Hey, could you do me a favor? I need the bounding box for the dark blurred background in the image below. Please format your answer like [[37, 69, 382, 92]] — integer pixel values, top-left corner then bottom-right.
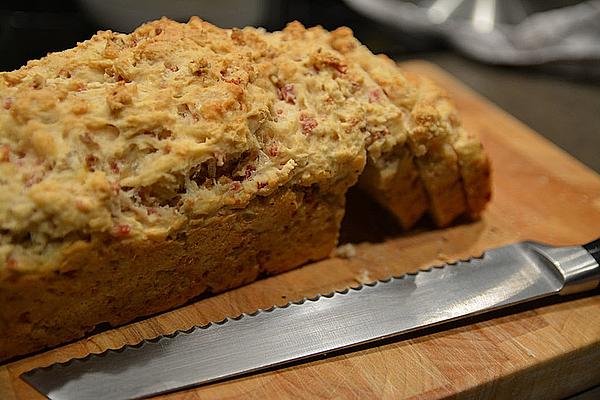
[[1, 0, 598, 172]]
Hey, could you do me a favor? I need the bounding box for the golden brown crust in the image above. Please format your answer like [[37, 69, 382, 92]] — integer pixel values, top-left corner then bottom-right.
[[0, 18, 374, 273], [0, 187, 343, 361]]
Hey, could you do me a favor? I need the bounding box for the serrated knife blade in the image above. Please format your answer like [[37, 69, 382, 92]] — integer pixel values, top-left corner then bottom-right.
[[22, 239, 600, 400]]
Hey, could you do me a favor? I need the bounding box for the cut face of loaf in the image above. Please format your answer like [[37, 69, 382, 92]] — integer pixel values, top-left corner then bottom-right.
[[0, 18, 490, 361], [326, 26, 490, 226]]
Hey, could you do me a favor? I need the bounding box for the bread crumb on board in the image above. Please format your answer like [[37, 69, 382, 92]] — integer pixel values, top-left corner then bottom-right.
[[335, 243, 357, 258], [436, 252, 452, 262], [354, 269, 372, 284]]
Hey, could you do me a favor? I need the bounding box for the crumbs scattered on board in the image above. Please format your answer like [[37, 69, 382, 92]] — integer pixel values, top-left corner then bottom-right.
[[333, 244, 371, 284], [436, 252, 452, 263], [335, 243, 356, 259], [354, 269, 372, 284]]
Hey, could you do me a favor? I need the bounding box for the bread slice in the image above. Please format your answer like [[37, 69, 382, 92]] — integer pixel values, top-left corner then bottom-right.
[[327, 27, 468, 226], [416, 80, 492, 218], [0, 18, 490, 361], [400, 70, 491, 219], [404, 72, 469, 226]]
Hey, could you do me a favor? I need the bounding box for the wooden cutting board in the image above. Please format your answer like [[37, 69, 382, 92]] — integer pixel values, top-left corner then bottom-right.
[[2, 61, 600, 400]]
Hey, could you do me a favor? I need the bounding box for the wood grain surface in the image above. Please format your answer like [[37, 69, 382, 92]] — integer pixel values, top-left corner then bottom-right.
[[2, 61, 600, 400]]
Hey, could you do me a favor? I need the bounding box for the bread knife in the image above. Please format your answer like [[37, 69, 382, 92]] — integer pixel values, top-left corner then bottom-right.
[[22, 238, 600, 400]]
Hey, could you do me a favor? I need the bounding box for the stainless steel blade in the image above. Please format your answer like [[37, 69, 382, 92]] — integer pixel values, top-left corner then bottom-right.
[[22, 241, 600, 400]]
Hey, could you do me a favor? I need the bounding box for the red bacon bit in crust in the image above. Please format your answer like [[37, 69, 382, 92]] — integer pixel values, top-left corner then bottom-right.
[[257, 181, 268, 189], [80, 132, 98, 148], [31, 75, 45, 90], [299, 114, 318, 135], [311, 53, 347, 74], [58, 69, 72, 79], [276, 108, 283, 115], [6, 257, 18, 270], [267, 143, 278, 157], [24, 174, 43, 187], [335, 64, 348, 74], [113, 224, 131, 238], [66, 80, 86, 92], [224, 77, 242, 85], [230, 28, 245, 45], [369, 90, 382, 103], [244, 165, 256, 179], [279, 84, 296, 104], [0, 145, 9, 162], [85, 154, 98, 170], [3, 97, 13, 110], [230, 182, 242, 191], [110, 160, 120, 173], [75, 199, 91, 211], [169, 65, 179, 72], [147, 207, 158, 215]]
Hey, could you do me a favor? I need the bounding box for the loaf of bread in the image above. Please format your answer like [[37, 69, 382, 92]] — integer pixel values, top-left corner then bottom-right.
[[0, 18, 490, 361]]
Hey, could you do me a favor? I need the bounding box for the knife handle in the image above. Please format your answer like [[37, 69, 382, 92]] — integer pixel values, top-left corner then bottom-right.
———
● Task to carry out: Copy out every line of the material above exactly, skipping the pictures.

● Completed task:
Hey, could you do me a favor? I need the bounding box for the dark blurred background in the image below. Please format your answer like [[37, 69, 382, 92]] — integer pixel values, top-left corner then bottom-right.
[[1, 0, 598, 172]]
Hey, could you do me a favor? I need the bounding box for the golden brown crust in the image above. Please format your answer like [[37, 69, 382, 92]] — integer pixel values, top-left corner then bottom-right.
[[0, 18, 374, 273], [0, 187, 343, 361]]
Hey, could you do me a favor? I need the bounding box for the serrated knife blade in the image above. Please format your answer like [[37, 69, 382, 92]] — integer pixel values, top-left corner then bottom-right.
[[22, 239, 600, 400]]
Hey, could you do me a favor? I need the bounding box for the cut face of loaf in the image above. Please format your answer like [[37, 69, 382, 92]] — integer pixel values, top-left corner then bottom-right.
[[0, 18, 490, 361], [326, 26, 490, 226]]
Hey, could you do me a favor? I need the bounding box for the bread crumb on board in the image above. Please format your answer like [[37, 69, 382, 92]] — integer pixel values, top-left corner then bottom-right.
[[335, 243, 357, 258], [436, 252, 452, 262], [354, 269, 372, 284]]
Hey, could you do me a favor? I need the bounding box for the crumbs scattered on board in the image above. Please format your answer like [[37, 69, 382, 92]] — integer pixel values, top-left corner then bottom-right.
[[333, 244, 371, 284], [436, 252, 452, 263], [335, 243, 356, 259], [354, 269, 372, 284]]
Hey, could you do me a favor? I need the bounding box for the bread slice in the image above. Please format your answer like [[37, 69, 382, 92]] — integer pixel values, top-left corner then bottom-right.
[[327, 27, 468, 226], [416, 80, 492, 218], [0, 18, 490, 361], [400, 70, 491, 219], [404, 72, 469, 226]]
Hey, could you do me a favor? I need the bounding box for the wooden cutting board in the image above. Please format your answer like [[37, 69, 382, 92]] — integer pixel values, top-left corner then bottom-right.
[[2, 61, 600, 400]]
Hey, could you do me a favor? I need the bounding box for the wood grain surface in the image above. Please format your answer like [[37, 69, 382, 92]] — integer pixel values, top-left corner then bottom-right.
[[2, 61, 600, 400]]
Hey, could you do me a favor? I need the bounding box for the bread knife in the image above. Please format your answer like [[37, 69, 382, 92]] — integer pixel values, top-left corner then bottom-right.
[[22, 238, 600, 400]]
Hey, could you do me a favor? I need the bounding box for the stainless steel blade in the image above. Please format your answer like [[37, 69, 382, 92]] — integer pixel values, top-left corner then bottom-right.
[[22, 241, 600, 400]]
Hey, could you do me a favor? I need the bounding box for the red bacon bit in crust in the image above. Please format your answer like [[37, 69, 382, 92]] — integer pixel values, top-left corner then bottom-right.
[[257, 181, 268, 189], [80, 132, 98, 148], [31, 75, 45, 90], [299, 114, 318, 135], [311, 53, 347, 74], [58, 69, 72, 79], [276, 108, 283, 115], [6, 257, 18, 270], [267, 143, 278, 157], [24, 174, 43, 187], [335, 64, 348, 74], [113, 224, 131, 238], [66, 80, 86, 92], [224, 77, 242, 85], [230, 28, 245, 45], [369, 90, 382, 103], [244, 165, 256, 179], [279, 84, 296, 104], [0, 145, 9, 162], [85, 154, 98, 170], [3, 97, 13, 110], [230, 182, 242, 191], [110, 160, 120, 173], [75, 199, 91, 211], [169, 65, 179, 72], [147, 207, 158, 215]]
Hey, could you do me a favor? I need the bounding box for the loaf of bread in the image above. Please format your answer like [[37, 69, 382, 92]] — integer pixel values, top-left corner then bottom-right.
[[0, 18, 490, 361]]
Hey, could you do me a favor? I need the bounding box for the knife handle in the image above. Please format your answer like [[37, 69, 382, 92]] — integer pixel values, top-left corner then bottom-right.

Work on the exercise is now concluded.